Records for labeling points
--- Begin ---

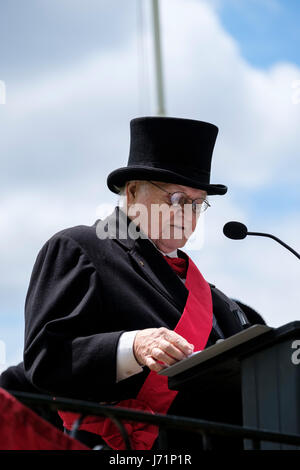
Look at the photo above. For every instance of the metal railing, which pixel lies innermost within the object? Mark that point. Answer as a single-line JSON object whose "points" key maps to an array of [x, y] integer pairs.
{"points": [[204, 428]]}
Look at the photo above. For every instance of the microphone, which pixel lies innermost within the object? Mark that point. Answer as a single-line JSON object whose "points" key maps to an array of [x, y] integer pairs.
{"points": [[238, 231]]}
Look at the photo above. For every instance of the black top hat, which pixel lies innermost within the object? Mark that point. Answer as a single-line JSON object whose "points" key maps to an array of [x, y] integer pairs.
{"points": [[169, 149]]}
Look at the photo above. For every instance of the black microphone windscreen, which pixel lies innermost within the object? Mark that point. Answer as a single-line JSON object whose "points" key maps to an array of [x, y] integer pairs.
{"points": [[235, 230]]}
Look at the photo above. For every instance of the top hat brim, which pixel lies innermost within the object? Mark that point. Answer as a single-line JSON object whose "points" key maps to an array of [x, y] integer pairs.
{"points": [[118, 178]]}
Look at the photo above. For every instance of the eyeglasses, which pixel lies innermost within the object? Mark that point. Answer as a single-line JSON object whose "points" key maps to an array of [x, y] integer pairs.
{"points": [[179, 198]]}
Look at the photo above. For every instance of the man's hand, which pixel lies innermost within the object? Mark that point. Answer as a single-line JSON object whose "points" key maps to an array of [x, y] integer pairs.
{"points": [[160, 344]]}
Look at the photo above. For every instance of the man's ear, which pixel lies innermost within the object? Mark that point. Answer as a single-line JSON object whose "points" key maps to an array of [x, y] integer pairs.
{"points": [[131, 190]]}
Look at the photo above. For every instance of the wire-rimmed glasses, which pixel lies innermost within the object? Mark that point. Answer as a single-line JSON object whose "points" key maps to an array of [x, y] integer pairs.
{"points": [[179, 198]]}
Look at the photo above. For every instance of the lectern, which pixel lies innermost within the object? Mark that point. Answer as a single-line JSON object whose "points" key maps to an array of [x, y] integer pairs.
{"points": [[261, 365]]}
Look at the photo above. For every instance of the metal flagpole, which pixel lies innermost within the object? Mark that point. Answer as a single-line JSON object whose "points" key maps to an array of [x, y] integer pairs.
{"points": [[158, 60]]}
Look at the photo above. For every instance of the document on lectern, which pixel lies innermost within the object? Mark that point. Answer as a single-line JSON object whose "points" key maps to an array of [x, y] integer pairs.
{"points": [[222, 346]]}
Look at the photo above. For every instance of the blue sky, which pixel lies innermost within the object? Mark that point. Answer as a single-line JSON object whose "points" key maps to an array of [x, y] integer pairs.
{"points": [[74, 79], [266, 30]]}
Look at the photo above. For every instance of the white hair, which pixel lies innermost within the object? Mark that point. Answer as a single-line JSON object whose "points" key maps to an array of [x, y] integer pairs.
{"points": [[122, 193]]}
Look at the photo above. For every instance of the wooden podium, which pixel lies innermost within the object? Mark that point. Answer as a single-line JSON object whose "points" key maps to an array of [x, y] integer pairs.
{"points": [[261, 365]]}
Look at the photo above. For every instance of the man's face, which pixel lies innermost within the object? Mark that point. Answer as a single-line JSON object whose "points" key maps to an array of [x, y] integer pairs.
{"points": [[169, 227]]}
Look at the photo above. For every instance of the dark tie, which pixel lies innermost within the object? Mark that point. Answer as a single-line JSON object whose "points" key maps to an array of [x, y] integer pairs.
{"points": [[179, 265]]}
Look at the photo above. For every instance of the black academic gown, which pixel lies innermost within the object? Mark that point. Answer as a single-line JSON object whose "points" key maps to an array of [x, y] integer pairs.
{"points": [[85, 292]]}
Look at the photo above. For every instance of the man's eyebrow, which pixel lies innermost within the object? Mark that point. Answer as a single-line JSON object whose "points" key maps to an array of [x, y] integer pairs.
{"points": [[203, 195]]}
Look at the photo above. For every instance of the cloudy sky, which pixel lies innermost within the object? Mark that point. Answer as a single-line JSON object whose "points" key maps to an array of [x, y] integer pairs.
{"points": [[76, 73]]}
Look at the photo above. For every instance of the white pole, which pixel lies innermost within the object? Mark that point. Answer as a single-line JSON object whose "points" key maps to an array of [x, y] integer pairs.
{"points": [[158, 59]]}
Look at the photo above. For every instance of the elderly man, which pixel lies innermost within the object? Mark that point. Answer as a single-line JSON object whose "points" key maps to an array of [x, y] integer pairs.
{"points": [[112, 304]]}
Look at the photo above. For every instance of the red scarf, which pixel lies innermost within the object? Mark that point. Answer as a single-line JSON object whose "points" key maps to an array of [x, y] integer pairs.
{"points": [[179, 265], [154, 396]]}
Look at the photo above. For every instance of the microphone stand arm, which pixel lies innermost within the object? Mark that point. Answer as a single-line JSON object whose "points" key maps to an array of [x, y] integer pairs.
{"points": [[277, 240]]}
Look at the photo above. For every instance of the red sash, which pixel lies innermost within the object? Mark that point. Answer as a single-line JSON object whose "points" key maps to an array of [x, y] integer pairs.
{"points": [[195, 325]]}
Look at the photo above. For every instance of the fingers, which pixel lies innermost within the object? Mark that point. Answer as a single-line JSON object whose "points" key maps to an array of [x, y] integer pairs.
{"points": [[154, 365], [177, 341], [158, 348]]}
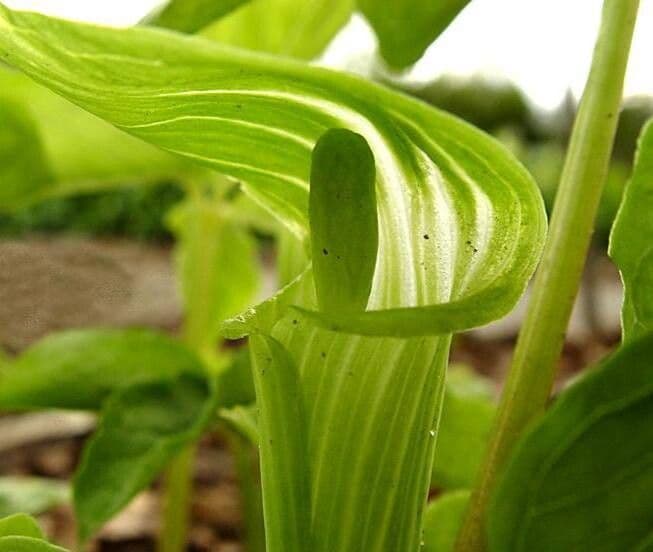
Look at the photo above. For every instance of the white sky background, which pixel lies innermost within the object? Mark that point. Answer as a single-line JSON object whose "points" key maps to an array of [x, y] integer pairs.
{"points": [[544, 46]]}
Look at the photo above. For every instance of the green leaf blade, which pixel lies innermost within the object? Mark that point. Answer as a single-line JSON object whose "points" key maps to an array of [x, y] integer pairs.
{"points": [[79, 369], [442, 521], [190, 16], [581, 478], [284, 469], [344, 225], [630, 242], [32, 495], [27, 544], [141, 430], [406, 29], [295, 28], [20, 525], [257, 119]]}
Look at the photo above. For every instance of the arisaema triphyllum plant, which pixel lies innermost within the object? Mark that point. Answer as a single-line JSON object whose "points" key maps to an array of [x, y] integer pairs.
{"points": [[349, 359]]}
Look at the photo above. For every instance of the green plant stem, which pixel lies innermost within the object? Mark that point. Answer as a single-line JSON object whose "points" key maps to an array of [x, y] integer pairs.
{"points": [[541, 339], [176, 502], [178, 481]]}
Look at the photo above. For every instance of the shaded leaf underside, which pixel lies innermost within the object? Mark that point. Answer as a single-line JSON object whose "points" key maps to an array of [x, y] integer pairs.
{"points": [[582, 478]]}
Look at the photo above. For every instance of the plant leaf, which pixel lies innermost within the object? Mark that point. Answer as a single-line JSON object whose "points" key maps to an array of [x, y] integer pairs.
{"points": [[20, 525], [344, 226], [372, 409], [630, 242], [406, 29], [78, 369], [32, 495], [467, 416], [190, 16], [23, 167], [217, 267], [284, 462], [582, 477], [244, 420], [141, 429], [27, 544], [294, 28], [442, 521], [461, 223], [85, 154]]}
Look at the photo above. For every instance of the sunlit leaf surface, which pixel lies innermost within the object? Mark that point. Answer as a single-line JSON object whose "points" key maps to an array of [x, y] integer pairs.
{"points": [[582, 477]]}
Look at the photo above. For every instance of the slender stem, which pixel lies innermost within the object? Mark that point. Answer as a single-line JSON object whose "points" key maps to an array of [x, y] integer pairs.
{"points": [[176, 502], [542, 336], [197, 335]]}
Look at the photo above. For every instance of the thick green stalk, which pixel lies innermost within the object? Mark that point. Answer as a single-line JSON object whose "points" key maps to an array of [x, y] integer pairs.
{"points": [[197, 335], [540, 342]]}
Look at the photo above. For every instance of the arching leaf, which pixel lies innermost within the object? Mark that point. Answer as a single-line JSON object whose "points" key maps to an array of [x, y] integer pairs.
{"points": [[294, 28], [83, 155], [79, 369], [23, 167], [631, 242], [461, 223]]}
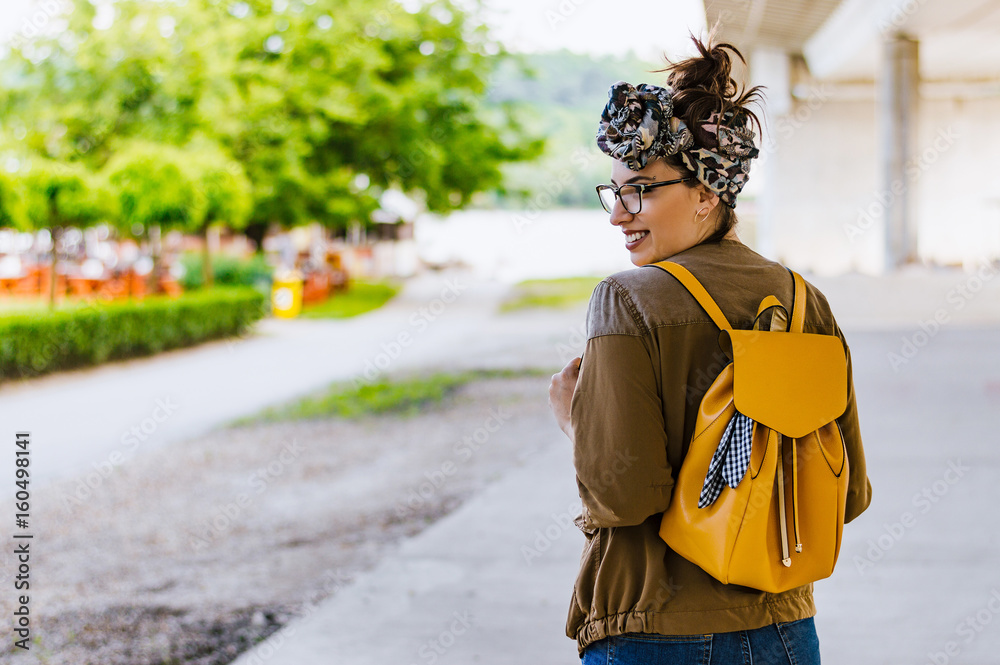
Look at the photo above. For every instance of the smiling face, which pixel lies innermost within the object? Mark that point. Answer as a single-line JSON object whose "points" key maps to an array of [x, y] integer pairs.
{"points": [[672, 218]]}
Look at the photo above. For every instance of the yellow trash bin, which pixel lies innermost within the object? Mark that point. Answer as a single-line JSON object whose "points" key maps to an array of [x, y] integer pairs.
{"points": [[286, 294]]}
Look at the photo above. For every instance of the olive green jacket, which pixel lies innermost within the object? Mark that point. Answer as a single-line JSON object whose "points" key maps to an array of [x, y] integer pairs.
{"points": [[651, 354]]}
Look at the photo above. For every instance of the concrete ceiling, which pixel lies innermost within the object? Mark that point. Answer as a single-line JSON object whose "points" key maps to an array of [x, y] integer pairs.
{"points": [[842, 39], [785, 24]]}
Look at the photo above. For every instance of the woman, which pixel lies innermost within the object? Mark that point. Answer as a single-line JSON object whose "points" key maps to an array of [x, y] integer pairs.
{"points": [[681, 156]]}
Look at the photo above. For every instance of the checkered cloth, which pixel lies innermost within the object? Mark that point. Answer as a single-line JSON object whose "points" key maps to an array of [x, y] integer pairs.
{"points": [[730, 461]]}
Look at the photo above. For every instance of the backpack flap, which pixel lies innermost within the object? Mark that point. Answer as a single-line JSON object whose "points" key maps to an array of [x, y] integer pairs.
{"points": [[793, 383]]}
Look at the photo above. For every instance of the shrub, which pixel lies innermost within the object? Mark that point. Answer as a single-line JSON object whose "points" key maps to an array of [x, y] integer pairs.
{"points": [[38, 342]]}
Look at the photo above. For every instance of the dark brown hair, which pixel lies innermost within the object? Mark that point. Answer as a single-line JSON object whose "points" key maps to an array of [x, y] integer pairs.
{"points": [[703, 84]]}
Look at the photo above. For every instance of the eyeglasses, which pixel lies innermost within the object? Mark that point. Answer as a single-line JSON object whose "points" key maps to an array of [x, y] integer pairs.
{"points": [[631, 195]]}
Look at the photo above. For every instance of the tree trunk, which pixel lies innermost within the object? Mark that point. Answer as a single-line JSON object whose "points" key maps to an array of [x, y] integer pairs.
{"points": [[153, 284], [56, 233], [206, 260]]}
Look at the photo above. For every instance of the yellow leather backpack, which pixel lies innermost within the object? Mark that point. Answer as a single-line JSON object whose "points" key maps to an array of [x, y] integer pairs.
{"points": [[780, 526]]}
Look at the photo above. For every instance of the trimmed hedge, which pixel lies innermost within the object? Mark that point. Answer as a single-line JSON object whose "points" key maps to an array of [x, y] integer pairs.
{"points": [[34, 343]]}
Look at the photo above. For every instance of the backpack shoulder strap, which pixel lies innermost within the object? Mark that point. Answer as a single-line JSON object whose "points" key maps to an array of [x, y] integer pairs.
{"points": [[689, 282], [798, 303]]}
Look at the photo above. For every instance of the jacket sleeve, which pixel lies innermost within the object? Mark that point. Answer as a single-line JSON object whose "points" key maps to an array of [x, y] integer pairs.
{"points": [[859, 488], [620, 443]]}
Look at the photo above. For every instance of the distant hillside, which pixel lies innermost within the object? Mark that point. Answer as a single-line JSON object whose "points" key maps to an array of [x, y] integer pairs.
{"points": [[561, 95]]}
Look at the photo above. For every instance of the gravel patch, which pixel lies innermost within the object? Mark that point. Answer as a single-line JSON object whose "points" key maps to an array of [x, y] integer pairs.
{"points": [[195, 552]]}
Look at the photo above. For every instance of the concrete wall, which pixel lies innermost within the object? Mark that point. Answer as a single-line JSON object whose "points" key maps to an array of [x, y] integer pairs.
{"points": [[820, 187]]}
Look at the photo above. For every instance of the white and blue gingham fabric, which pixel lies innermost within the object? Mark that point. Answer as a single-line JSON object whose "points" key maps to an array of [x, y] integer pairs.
{"points": [[730, 461]]}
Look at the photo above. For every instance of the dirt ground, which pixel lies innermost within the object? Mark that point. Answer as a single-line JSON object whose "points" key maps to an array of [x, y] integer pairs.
{"points": [[194, 552]]}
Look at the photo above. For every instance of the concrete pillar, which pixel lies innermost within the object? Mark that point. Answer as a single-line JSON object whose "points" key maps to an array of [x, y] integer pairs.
{"points": [[769, 67], [897, 124]]}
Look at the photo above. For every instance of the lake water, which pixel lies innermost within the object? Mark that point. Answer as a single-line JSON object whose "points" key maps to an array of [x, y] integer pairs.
{"points": [[512, 245]]}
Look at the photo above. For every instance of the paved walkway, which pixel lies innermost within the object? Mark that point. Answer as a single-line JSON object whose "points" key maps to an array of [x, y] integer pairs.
{"points": [[918, 582]]}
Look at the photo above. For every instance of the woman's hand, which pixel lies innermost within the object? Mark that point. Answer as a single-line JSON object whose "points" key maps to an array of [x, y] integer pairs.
{"points": [[561, 394]]}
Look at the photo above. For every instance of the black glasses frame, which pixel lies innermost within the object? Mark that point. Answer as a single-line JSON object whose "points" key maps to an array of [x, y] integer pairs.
{"points": [[639, 187]]}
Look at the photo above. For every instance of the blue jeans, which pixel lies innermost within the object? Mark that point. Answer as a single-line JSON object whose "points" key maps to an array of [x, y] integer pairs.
{"points": [[791, 643]]}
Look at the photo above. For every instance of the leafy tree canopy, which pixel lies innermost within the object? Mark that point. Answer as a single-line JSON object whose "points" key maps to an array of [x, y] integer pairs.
{"points": [[323, 103]]}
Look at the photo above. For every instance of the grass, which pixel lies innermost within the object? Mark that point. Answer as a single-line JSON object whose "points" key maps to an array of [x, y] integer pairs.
{"points": [[360, 297], [401, 396], [563, 292]]}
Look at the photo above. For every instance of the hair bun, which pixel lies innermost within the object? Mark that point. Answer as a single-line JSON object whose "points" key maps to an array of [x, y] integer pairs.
{"points": [[704, 86]]}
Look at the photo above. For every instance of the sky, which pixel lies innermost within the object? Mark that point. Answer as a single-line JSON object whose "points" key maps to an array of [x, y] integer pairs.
{"points": [[650, 28]]}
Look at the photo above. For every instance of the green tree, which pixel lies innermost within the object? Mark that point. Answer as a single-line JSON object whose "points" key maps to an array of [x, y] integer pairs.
{"points": [[12, 208], [61, 196], [156, 191], [223, 196], [325, 103]]}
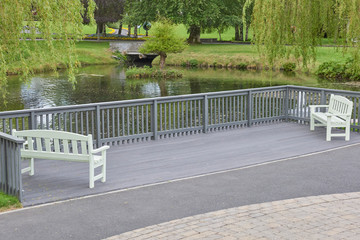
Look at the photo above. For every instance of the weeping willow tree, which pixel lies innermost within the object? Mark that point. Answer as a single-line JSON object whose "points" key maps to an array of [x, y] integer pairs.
{"points": [[33, 32], [284, 28]]}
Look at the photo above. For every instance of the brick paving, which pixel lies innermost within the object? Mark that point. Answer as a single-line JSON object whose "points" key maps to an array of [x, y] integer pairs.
{"points": [[334, 216]]}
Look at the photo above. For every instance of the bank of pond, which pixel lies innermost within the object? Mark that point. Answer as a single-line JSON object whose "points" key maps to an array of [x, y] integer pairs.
{"points": [[109, 83]]}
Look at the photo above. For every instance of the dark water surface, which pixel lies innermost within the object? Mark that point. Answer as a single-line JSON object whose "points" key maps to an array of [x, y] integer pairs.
{"points": [[108, 83]]}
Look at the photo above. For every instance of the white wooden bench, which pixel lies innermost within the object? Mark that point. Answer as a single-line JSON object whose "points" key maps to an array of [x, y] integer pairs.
{"points": [[338, 115], [59, 145]]}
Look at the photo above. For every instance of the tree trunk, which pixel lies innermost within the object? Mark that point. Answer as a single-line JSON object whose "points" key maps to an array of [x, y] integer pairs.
{"points": [[194, 34], [135, 31], [129, 30], [162, 60], [120, 30], [237, 33], [99, 29], [241, 32]]}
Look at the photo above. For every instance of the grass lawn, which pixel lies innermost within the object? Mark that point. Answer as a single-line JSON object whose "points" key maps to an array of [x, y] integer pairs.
{"points": [[8, 202], [92, 52], [89, 53]]}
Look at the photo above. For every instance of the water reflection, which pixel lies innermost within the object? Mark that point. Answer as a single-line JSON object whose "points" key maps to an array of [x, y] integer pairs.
{"points": [[109, 83]]}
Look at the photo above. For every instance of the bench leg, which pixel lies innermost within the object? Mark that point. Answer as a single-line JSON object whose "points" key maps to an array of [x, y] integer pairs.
{"points": [[91, 175], [347, 133], [103, 171], [328, 133], [312, 124]]}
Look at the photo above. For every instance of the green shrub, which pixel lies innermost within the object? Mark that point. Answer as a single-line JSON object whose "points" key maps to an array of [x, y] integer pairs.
{"points": [[121, 57], [193, 63], [288, 67], [241, 66], [331, 70], [148, 72], [7, 202]]}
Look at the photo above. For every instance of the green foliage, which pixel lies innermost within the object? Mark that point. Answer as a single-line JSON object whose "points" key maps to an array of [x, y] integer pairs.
{"points": [[241, 66], [294, 28], [193, 63], [338, 71], [289, 67], [31, 20], [121, 57], [331, 70], [148, 72], [163, 39], [7, 202]]}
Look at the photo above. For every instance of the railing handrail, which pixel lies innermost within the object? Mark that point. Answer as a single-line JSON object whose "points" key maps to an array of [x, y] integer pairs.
{"points": [[136, 101], [11, 138]]}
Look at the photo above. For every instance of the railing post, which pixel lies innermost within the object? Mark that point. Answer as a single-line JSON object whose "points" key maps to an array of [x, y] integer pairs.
{"points": [[10, 165], [154, 120], [287, 104], [249, 108], [18, 170], [98, 126], [32, 120], [322, 98], [205, 113]]}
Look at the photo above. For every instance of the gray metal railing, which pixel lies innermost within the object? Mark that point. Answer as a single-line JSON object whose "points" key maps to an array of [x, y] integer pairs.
{"points": [[145, 119], [10, 165], [121, 122]]}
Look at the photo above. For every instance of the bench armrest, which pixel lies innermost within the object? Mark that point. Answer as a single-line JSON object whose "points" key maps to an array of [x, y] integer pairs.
{"points": [[317, 106], [313, 107], [103, 148], [337, 115]]}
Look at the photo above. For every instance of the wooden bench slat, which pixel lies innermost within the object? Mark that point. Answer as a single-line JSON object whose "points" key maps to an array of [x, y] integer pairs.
{"points": [[66, 145], [338, 114], [74, 147], [47, 145], [53, 141], [56, 144]]}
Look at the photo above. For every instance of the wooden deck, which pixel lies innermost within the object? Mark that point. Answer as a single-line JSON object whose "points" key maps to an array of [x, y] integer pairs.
{"points": [[156, 161]]}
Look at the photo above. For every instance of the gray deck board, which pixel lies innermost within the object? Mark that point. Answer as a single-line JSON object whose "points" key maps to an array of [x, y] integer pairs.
{"points": [[167, 159]]}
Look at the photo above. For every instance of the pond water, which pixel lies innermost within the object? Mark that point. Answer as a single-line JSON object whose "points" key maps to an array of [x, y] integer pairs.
{"points": [[108, 83]]}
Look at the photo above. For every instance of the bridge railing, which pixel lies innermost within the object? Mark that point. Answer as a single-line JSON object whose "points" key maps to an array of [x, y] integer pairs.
{"points": [[10, 165], [123, 122], [150, 119]]}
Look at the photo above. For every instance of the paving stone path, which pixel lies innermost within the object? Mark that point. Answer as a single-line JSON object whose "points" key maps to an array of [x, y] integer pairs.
{"points": [[319, 217]]}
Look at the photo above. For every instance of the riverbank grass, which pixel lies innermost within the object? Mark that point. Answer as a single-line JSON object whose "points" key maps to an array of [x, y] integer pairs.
{"points": [[8, 202], [148, 72], [88, 53], [243, 56]]}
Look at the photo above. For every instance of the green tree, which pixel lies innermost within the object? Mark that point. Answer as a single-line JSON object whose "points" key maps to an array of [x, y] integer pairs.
{"points": [[107, 11], [283, 28], [22, 22], [197, 15], [163, 41]]}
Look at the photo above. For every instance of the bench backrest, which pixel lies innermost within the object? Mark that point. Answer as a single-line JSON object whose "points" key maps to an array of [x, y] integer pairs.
{"points": [[57, 145], [340, 105]]}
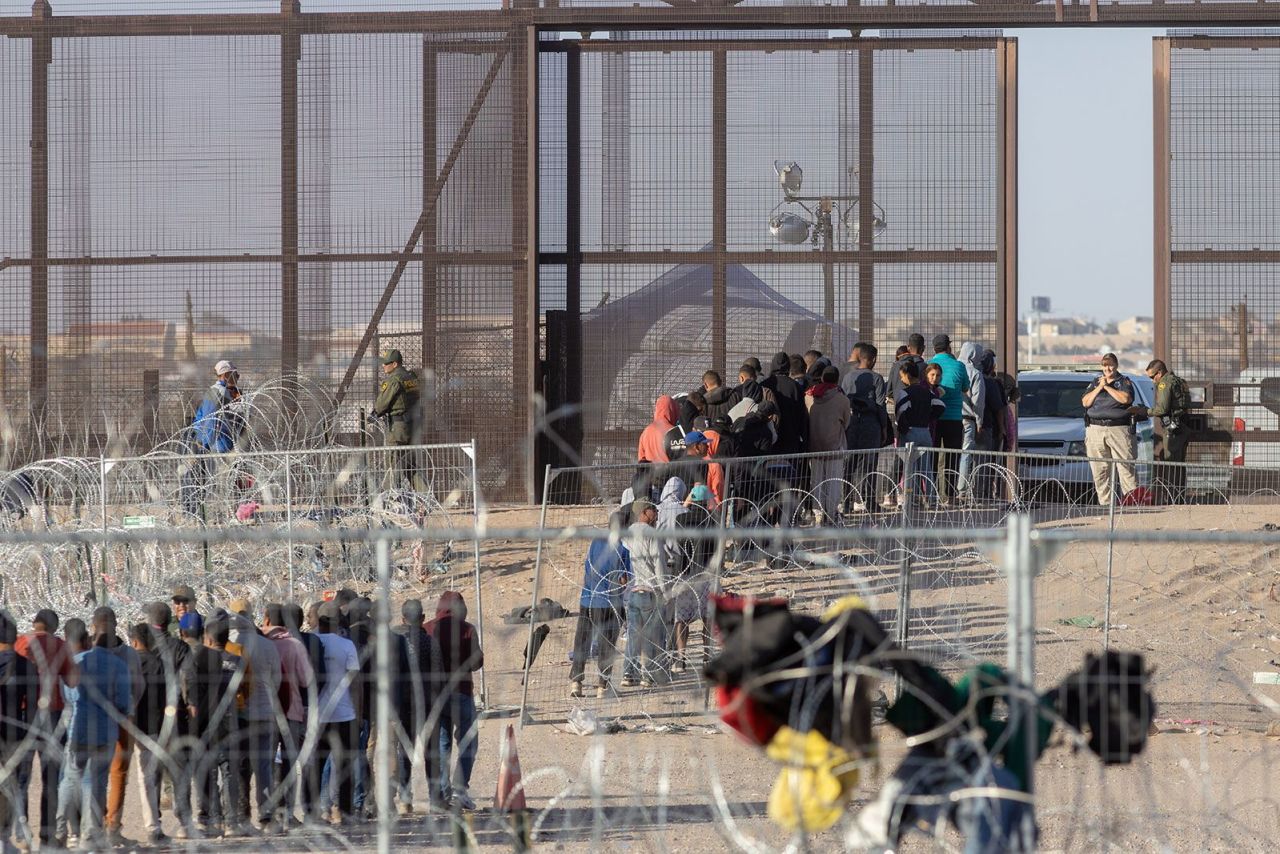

--- End ---

#### Stated goal
Count the lines in the records above that contain the string "brown", treating case as significant, and reply with the number only.

#### Written solution
1